Data records
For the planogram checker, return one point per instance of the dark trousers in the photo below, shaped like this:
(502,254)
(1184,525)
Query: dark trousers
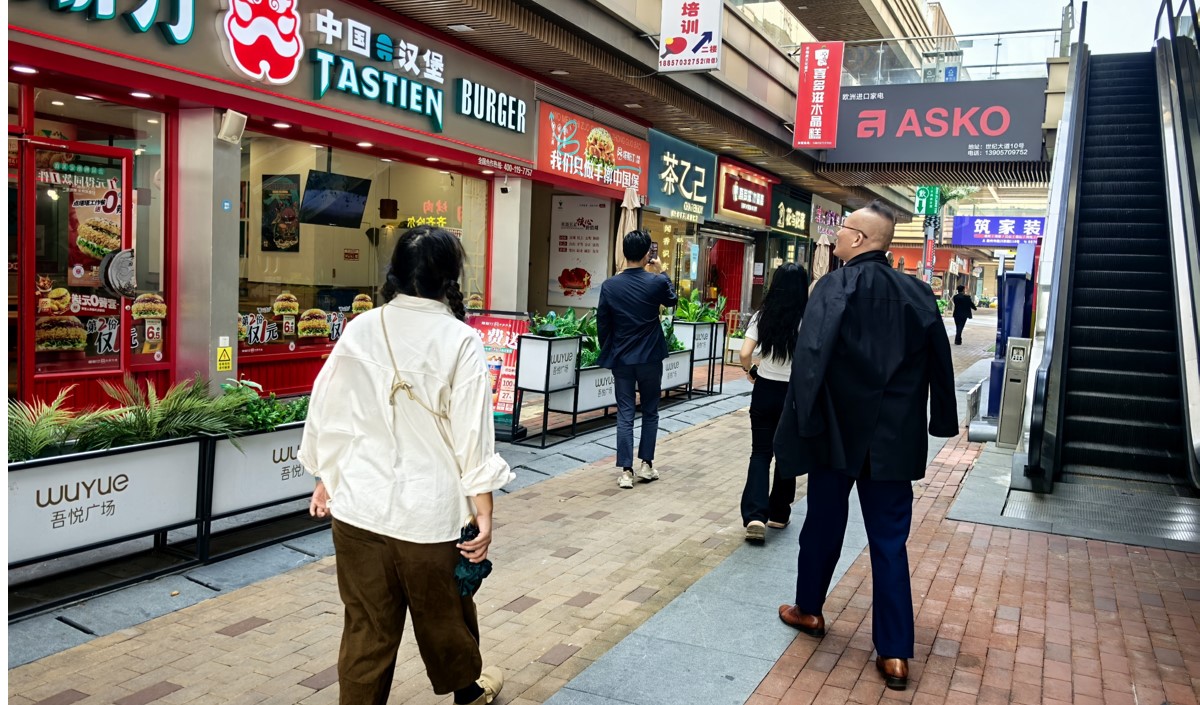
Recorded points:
(959,324)
(647,378)
(887,512)
(378,579)
(761,500)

Work instructions: Please write out every line of the records above word for word, leaving out the pictures.

Task response:
For the planogram checker, return one point per instance of the dark trousers in the photo below, shaped like this:
(502,254)
(1184,525)
Query: dark trousers
Recorded points:
(959,324)
(647,378)
(887,512)
(378,579)
(761,500)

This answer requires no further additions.